For the entries below, count the lines containing "thumb" and give only that number.
[Start of Attachment]
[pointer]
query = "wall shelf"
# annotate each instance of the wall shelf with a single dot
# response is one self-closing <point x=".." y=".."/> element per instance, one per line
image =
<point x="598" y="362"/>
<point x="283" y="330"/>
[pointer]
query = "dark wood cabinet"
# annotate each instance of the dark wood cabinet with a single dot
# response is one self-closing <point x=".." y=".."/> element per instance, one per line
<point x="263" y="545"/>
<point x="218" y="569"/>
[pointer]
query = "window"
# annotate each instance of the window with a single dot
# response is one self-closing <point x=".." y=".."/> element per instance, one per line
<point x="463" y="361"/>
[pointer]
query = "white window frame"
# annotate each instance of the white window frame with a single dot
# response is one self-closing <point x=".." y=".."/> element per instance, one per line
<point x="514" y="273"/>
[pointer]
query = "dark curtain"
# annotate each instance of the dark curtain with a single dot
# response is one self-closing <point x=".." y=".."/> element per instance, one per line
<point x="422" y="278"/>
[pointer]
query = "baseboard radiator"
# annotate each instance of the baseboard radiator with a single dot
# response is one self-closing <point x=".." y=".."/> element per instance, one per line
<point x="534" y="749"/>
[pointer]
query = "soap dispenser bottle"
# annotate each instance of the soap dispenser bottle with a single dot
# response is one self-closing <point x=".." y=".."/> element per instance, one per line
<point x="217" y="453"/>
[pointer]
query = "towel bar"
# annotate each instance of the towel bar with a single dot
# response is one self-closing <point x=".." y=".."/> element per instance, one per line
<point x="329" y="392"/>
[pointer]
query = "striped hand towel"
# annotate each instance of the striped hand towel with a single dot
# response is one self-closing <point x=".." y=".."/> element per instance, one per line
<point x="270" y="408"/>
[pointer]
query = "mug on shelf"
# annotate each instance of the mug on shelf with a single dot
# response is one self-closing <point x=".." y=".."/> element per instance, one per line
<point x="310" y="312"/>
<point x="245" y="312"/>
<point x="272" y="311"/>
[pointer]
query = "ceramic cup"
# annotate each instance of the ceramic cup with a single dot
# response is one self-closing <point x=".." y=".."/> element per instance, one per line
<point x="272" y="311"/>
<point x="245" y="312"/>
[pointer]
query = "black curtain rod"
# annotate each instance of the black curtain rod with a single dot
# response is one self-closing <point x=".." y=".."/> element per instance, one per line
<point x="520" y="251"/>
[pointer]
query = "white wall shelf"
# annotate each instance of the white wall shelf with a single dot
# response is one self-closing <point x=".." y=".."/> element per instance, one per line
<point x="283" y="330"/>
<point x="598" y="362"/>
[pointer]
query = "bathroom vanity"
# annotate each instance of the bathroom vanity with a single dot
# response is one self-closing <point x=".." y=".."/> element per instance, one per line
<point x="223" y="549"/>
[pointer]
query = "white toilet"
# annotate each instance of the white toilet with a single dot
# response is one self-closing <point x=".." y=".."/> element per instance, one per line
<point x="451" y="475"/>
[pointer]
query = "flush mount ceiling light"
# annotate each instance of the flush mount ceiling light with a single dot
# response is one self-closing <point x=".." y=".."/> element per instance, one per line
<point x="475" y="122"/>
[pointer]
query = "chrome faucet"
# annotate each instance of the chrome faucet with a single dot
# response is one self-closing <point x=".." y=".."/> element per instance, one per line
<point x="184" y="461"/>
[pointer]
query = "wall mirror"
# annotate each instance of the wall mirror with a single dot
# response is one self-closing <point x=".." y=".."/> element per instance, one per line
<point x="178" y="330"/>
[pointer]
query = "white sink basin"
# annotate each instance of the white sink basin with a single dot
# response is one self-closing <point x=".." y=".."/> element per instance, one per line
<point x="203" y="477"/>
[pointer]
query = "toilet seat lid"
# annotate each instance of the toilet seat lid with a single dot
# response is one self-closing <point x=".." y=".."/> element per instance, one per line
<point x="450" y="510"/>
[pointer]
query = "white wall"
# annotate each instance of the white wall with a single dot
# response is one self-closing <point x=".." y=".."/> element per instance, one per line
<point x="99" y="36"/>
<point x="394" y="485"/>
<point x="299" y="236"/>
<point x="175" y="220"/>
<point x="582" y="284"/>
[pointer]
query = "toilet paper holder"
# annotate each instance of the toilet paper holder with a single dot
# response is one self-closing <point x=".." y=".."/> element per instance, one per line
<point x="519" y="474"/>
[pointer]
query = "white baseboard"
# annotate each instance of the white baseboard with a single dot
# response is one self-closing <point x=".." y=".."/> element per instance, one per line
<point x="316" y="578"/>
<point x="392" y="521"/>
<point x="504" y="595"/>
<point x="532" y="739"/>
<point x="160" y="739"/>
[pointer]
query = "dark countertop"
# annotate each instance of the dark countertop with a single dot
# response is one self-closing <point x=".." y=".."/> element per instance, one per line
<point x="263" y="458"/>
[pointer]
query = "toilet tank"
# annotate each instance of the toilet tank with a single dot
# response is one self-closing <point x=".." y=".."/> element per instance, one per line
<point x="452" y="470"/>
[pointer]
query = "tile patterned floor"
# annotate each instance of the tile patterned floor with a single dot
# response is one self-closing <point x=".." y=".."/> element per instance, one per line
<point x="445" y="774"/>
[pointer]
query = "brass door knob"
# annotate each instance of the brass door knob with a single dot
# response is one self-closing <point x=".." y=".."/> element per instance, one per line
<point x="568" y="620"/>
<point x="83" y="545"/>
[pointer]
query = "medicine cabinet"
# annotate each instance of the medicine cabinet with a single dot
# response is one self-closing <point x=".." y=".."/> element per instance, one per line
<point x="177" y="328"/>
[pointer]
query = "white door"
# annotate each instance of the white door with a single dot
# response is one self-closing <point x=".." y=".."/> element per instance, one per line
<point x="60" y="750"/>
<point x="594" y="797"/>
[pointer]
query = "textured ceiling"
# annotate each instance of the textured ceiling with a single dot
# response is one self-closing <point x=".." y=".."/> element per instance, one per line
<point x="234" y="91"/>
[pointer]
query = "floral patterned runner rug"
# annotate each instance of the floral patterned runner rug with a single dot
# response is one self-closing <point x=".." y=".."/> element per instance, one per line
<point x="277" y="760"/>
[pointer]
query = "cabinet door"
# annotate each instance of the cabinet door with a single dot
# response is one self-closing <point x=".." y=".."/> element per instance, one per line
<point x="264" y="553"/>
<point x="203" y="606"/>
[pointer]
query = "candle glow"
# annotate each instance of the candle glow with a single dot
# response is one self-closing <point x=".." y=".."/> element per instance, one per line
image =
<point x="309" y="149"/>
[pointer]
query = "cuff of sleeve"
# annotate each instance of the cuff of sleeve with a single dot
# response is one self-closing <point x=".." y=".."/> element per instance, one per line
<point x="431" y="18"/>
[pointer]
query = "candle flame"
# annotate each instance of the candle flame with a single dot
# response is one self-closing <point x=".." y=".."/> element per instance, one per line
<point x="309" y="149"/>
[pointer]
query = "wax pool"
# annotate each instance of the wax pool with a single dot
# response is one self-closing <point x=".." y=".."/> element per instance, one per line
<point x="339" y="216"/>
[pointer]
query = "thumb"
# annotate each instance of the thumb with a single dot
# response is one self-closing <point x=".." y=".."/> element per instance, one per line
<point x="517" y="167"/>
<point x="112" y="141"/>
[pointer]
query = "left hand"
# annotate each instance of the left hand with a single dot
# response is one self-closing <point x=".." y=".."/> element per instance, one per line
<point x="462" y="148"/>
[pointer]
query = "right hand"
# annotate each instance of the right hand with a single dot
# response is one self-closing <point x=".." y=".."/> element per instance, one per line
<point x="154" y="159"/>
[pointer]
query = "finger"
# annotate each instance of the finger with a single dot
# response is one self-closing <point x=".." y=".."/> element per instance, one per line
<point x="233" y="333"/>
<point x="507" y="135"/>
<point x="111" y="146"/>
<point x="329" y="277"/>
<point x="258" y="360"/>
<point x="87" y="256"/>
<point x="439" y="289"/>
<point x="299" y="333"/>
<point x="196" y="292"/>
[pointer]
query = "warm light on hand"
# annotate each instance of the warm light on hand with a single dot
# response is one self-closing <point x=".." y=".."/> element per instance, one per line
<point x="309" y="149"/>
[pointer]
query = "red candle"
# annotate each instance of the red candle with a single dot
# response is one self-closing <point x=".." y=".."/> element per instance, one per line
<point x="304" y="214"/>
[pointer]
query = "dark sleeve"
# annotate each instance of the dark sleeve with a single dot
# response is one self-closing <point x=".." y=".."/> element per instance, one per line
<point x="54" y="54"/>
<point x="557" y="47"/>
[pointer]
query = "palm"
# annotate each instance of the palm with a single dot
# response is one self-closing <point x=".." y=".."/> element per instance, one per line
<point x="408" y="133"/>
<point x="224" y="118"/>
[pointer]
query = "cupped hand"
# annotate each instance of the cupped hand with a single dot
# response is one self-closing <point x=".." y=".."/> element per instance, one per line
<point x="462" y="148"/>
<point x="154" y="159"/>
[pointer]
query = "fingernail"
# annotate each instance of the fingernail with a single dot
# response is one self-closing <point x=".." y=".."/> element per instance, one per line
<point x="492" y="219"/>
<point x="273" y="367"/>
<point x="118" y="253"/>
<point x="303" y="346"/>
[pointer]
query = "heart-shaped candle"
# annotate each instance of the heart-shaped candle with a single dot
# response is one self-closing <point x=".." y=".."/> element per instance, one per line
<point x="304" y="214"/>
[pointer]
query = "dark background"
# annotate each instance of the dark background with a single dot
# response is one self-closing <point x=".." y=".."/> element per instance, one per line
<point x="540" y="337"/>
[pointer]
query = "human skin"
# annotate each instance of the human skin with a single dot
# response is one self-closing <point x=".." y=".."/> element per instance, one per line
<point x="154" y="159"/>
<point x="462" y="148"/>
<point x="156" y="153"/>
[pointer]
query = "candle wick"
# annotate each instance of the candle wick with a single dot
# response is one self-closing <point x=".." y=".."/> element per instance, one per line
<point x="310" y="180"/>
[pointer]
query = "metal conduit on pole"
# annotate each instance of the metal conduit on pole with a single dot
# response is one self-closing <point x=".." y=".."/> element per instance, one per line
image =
[End of Attachment]
[Start of Attachment]
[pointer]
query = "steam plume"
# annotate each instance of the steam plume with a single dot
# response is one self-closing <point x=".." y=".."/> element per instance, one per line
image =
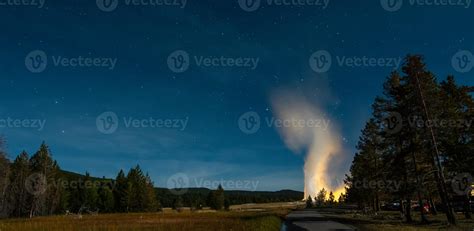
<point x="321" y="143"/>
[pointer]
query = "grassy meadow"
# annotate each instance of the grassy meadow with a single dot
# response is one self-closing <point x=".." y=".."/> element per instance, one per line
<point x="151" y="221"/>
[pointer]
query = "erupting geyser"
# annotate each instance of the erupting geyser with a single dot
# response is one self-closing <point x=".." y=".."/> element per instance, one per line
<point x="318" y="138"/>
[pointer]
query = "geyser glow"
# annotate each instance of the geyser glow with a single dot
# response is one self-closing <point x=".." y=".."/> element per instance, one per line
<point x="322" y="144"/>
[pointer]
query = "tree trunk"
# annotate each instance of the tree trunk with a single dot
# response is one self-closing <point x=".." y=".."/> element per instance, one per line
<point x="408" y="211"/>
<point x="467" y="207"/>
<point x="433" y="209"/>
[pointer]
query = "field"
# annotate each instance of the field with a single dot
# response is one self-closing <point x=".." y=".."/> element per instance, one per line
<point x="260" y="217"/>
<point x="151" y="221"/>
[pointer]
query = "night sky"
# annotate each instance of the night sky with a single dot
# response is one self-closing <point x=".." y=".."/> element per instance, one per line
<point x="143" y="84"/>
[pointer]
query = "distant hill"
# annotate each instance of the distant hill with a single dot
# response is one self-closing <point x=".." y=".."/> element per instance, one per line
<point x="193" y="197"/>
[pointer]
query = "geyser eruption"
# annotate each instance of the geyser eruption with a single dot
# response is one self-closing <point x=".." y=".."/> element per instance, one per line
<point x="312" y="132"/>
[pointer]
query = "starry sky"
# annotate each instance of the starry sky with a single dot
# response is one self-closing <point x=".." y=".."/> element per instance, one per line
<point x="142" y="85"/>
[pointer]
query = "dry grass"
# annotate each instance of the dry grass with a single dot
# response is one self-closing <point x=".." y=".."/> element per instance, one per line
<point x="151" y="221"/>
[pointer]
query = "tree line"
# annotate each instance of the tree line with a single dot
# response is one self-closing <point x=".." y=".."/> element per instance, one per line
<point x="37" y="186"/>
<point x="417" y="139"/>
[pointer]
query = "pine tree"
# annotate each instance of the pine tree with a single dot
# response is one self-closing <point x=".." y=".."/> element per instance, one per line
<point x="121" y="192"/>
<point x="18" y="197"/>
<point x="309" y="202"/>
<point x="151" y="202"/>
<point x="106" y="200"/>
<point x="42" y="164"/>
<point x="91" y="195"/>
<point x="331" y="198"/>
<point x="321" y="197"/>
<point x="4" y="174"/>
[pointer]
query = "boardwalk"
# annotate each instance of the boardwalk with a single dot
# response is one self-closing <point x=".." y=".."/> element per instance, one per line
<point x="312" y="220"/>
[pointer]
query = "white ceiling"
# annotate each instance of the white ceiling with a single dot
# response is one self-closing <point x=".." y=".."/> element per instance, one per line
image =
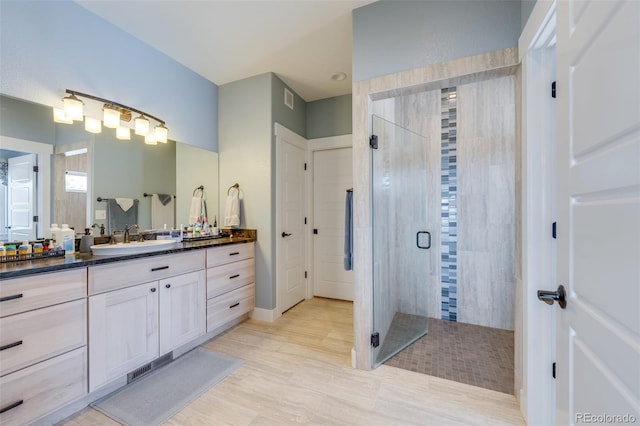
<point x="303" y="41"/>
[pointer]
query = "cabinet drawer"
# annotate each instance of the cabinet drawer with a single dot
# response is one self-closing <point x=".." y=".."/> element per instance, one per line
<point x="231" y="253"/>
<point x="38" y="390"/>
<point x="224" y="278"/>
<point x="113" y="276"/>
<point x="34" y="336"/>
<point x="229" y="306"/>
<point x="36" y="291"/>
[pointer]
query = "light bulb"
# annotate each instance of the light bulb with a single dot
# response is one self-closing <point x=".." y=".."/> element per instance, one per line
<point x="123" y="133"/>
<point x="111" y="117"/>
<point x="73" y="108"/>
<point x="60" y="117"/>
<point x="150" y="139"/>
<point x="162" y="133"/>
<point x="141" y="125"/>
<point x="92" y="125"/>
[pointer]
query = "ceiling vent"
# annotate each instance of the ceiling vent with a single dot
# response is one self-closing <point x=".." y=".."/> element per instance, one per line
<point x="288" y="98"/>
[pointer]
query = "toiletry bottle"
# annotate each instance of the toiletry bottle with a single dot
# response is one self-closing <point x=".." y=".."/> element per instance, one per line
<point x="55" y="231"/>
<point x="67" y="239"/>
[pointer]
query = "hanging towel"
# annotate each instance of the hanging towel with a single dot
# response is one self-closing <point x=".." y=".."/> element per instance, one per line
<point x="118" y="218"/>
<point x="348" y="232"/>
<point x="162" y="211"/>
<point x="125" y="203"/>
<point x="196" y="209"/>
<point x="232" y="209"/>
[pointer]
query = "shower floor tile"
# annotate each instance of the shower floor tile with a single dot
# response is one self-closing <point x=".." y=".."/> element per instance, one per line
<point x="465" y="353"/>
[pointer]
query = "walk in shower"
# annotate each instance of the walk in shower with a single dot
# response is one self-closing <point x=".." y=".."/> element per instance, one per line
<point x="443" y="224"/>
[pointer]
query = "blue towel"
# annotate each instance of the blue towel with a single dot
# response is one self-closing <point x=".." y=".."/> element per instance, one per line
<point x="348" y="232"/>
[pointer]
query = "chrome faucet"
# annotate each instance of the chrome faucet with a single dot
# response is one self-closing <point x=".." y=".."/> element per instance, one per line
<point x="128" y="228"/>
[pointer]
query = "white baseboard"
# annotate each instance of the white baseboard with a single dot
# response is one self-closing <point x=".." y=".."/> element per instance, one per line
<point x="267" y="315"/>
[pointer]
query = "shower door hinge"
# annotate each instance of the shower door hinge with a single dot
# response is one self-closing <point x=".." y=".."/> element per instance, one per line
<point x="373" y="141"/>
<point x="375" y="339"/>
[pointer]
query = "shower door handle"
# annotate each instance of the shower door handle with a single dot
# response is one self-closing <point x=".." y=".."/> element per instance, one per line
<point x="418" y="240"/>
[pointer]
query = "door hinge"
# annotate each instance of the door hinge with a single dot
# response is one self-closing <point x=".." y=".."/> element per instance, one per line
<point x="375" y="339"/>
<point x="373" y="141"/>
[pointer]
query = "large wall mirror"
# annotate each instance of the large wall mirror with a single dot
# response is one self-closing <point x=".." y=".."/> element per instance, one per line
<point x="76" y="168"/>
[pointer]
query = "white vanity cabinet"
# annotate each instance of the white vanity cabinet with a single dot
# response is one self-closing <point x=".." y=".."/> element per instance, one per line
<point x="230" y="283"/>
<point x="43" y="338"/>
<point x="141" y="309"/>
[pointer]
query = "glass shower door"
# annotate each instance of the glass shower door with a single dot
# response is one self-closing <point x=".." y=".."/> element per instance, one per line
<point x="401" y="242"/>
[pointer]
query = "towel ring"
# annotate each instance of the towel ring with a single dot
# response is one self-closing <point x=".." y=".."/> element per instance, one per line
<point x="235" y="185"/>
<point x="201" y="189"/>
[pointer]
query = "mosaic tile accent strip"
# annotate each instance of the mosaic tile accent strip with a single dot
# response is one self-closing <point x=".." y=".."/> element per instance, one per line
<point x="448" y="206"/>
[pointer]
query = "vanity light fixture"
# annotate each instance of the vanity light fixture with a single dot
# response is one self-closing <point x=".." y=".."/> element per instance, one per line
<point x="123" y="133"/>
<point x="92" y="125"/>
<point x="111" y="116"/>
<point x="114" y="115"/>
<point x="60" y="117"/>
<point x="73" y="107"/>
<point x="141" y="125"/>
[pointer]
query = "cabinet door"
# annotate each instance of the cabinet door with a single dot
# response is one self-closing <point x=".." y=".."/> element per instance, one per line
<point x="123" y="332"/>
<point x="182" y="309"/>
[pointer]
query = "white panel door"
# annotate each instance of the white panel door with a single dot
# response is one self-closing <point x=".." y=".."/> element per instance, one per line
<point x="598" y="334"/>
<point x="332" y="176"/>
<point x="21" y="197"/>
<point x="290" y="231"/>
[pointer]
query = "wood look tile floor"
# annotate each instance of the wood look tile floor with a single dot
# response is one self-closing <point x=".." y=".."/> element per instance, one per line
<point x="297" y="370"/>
[End of Attachment]
◆ **Answer space**
2